= Requirement =
Each line that follows should be printed again exactly as it stands.

= Data rows =
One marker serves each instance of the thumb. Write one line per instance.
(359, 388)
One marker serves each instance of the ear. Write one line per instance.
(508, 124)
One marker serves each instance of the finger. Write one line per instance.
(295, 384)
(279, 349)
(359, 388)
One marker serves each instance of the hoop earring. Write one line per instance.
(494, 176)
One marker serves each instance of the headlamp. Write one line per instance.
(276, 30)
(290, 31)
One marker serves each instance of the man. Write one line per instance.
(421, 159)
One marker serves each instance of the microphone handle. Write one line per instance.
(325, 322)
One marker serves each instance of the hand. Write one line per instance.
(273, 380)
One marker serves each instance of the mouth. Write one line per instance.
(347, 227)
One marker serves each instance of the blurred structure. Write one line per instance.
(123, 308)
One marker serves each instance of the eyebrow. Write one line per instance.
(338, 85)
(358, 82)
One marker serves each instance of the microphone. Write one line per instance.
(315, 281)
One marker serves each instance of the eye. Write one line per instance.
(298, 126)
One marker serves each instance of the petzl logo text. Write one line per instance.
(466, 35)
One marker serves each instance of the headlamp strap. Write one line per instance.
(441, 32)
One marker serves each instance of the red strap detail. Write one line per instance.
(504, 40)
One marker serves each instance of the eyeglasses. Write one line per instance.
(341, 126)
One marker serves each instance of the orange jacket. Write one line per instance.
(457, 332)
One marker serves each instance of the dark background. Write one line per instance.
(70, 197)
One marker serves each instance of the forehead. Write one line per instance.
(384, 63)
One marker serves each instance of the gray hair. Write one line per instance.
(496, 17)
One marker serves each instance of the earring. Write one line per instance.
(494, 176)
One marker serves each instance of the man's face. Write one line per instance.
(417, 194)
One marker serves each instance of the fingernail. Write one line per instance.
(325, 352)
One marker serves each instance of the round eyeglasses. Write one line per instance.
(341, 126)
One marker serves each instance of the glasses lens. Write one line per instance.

= Complete output =
One marker serves each instance of the thumb. Write one line per instance.
(359, 388)
One marker serves each instance of the ear. Write one line per instance.
(508, 124)
One marker serves each instance of the finger. Write one line per instance.
(295, 384)
(279, 349)
(359, 388)
One marker serves each instance of the hoop earring. Write one line per instance.
(494, 176)
One marker serves each instance of the headlamp. Write one line per instance.
(276, 30)
(290, 31)
One marker serves each instance of the man. Write one line per instance.
(421, 159)
One marker serves each instance of the microphone handle. Write one line per instance.
(325, 322)
One marker serves each instance of the hand. Write one line per instance.
(273, 380)
One marker serves each instance of the mouth. Write one line per instance.
(347, 227)
One marker serves each instance of the blurred structure. Write one line per instance.
(123, 308)
One marker serves each instance of the eyebrow. Write one line per instance.
(338, 85)
(358, 82)
One marker serves each instance of the microphone. Write one line per instance.
(315, 281)
One marker serves each instance of the eye. Write one line per instance.
(298, 126)
One marker serves each instance of the petzl logo text. Write one line per instance.
(466, 35)
One marker serves each instance of the headlamp strap. Write one line per instance.
(441, 32)
One marker serves each instance of the red strap detail. Write one line per instance.
(504, 40)
One marker serves each instance of the eyeglasses. Write one line per instance.
(341, 126)
One marker serves each instance of the orange jacket. Write one line per instance.
(457, 332)
One marker serves each instance of the dark background. Write one line per instance.
(70, 197)
One marker serves each instance of the forehead. Write one line per instance.
(384, 63)
One marker serves each instance of the gray hair. Write one line per instance.
(496, 17)
One marker serves each instance of the earring. Write one line per instance.
(494, 176)
One marker serves each instance of the man's face. Write one line per instance.
(417, 194)
One marker serves each instance of the fingernail. Write one line per instance.
(325, 352)
One marker serves each instance of the round eyeglasses. Write one line per instance.
(341, 126)
One marker serves each instance of the glasses lens. Write one line per instance.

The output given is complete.